- TEXT SECTION -

========================================

Due to their importance, we can tolerate pods belonging to tasks #1 and #2 responding to false positives. After all, wasting some resources is better than losing clients.
Pods serving task #3 do not need special arrangments. They can be scaled up and down in the usual manner.
Kubernetes 1.18 offers feature #853, which allows scaling behavior to be configured through the HPA behavior field. Behaviors are specified separately for scaling up and down in scaleUp or scaleDown section under the behavior field.
Introducing Profiles To Run Multiple Scheduler Configurations
For a quick refresher, Kube Scheduler is the component that controls which pods get deployed (scheduled) to which nodes. The Scheduler’s decision is bound to several conditions including node affinity/anti-affinity, the requests and limits configured on the pods, the resource and node availability, etc.
Generally, there are two types of workloads in Kubernetes: long-running services (for example, web servers, APIs, etc.) and tasks that run to completion (better known as Jobs). Due to the obvious differences between workload types, some users resort to creating complete clusters for different needs. For example, a cluster for handling data mining and another for serving the application’s APIs. The reason is that they need the decision process to differ. For example, the default scheduler configuration favors high availability. Other users might disapprove of having their workloads dispersed among multiple clusters. Instead, they’d opt to install multiple schedulers on the same cluster, each having its own decision-making rules. However, having multiple schedulers in the same cluster may introduce race conditions, where each scheduler has a different view of the cluster and the appropriate scheduling decision to be made.

========================================

- GIVEN INSTRUCTION -
Continue the Kubernetes 1.18 passage on scheduler profiles from the point where it stops, picking up after its last sentence.

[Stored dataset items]

========================================

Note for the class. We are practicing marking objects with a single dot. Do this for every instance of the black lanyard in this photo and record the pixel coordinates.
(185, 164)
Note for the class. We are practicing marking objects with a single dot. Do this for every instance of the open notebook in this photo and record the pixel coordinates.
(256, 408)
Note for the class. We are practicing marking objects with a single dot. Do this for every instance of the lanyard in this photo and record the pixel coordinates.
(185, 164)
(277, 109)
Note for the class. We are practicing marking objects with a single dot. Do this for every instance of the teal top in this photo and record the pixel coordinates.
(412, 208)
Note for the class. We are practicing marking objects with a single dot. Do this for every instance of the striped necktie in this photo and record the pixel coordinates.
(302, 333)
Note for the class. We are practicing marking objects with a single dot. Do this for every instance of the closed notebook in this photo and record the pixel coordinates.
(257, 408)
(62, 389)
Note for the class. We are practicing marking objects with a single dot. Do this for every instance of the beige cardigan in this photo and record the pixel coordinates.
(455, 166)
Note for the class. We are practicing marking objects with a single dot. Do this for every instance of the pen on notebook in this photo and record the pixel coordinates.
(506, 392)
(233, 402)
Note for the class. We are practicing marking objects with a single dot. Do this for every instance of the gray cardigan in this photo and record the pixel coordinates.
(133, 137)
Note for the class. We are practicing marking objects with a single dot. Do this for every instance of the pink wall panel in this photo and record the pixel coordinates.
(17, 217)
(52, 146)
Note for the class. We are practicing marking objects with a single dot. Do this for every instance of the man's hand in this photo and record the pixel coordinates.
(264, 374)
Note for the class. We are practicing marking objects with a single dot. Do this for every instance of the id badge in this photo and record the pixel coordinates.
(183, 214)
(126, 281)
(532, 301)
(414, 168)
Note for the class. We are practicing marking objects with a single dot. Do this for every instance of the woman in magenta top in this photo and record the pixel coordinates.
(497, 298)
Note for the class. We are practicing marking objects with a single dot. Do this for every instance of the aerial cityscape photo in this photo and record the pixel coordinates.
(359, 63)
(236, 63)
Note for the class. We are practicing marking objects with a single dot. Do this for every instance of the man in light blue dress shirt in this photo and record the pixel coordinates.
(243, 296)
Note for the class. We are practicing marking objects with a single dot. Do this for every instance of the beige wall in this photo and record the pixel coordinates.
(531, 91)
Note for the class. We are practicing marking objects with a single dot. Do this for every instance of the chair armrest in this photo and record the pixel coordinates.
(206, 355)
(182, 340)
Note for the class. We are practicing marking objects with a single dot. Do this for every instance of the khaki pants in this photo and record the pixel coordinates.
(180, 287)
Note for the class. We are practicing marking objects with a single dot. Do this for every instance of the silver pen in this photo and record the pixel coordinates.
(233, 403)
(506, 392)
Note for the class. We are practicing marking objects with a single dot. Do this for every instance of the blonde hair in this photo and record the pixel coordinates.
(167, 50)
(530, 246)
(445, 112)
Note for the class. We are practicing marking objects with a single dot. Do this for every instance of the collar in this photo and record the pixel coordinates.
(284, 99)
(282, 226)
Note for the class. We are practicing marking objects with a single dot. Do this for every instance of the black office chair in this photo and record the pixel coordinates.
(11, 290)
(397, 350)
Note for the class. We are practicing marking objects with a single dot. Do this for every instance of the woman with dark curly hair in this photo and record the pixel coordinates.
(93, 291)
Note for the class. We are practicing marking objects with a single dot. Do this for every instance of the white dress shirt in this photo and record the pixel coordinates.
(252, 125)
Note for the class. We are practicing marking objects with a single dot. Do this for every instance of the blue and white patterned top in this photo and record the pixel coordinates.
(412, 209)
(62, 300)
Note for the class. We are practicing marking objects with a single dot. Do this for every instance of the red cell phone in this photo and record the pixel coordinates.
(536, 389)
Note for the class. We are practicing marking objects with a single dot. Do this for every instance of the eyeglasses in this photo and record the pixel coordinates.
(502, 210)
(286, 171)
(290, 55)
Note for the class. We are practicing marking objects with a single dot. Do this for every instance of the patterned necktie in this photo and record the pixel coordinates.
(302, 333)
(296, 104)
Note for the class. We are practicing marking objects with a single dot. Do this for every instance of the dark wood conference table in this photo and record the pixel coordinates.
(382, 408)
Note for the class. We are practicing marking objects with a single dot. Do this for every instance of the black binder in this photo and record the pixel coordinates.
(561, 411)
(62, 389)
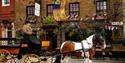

========================================

- RESULT OF THIS TASK -
Feature #1451 allows you to use one scheduler for the cluster, but with different profiles. Each profile can be referred to through the schedulerName. Pods can use the schedulerName to identify which profile to use. But in the end, it’s the same scheduler doing all the work, which avoids race conditions.
The Ability To Define Even Pod Spreading Rule At The Cluster Level
First introduced in Kubernetes 1.16, Even Pod Spreading allowed you to ensure that pods will be scheduled on availability zones (provided that you are using a multi-zone cluster) in a way that ensures maximum availability and resource utilization. The feature worked by specifying the topologySpreadConstraints, which identifies zones by searching for nodes with the same topologyKey label. Nodes with the same topologyKey label belong to the same zone. The setting aimed at distributing pods evenly among different zones. However, the drawback of it is that that this setting must be applied at the Pod level. Any pods that do not have the configuration parameter will not be distributed evenly across failure domains.
Feature #895 allows you to define default spreading constraints for pods that don't provide any topologySpreadConstraints. Pods that already have this setting defined will override the one set on the global level.
Support For ContainerD On Windows
When we say “Kubernetes”, we almost always think of Linux. Even tutorials, most of the books and the literature in general regard Linux as a de facto OS on which Kubernetes runs. However, Microsoft Windows has taken serious steps to support running Kubernetes on their Windows Server line of products. Those steps included adding support for ContainerD runtime version 1.3. Windows Server 2019 includes an updated host container service (HCS v2) that features an increased control over container management, which may improve Kubernetes API compatibility. Yet, the current Docker release (EE 18.09) is not ready to work with the Windows HCSv2, only ContainerD is. Using ContainerD runtime allows for more compatibility between Windows OS and Kubernetes, which means more features will be available. Feature #1001 introduces support for ContainerD version 1.3 for Windows as a container runtime interface (CRI).
Support For RuntimeClass And Labels For Multiple Windows Versions in The Same Cluster
Since Microsoft Windows is actively supporting various Kubernetes features (see the previous paragraph), it’s not uncommon today to see mixed clusters that operate on Linux and Windows nodes. The RuntimeClass was introduced as early as Kubernetes 1.12, with major enhancements introduced with Kubernetes 1.14. It was used so that you can select the container runtime on which specific pods should run. Now, with Kubernetes 1.18, the RuntimeClass supports Windows nodes. So, you can select nodes that run specific Windows build to schedule pods that should run on Windows only.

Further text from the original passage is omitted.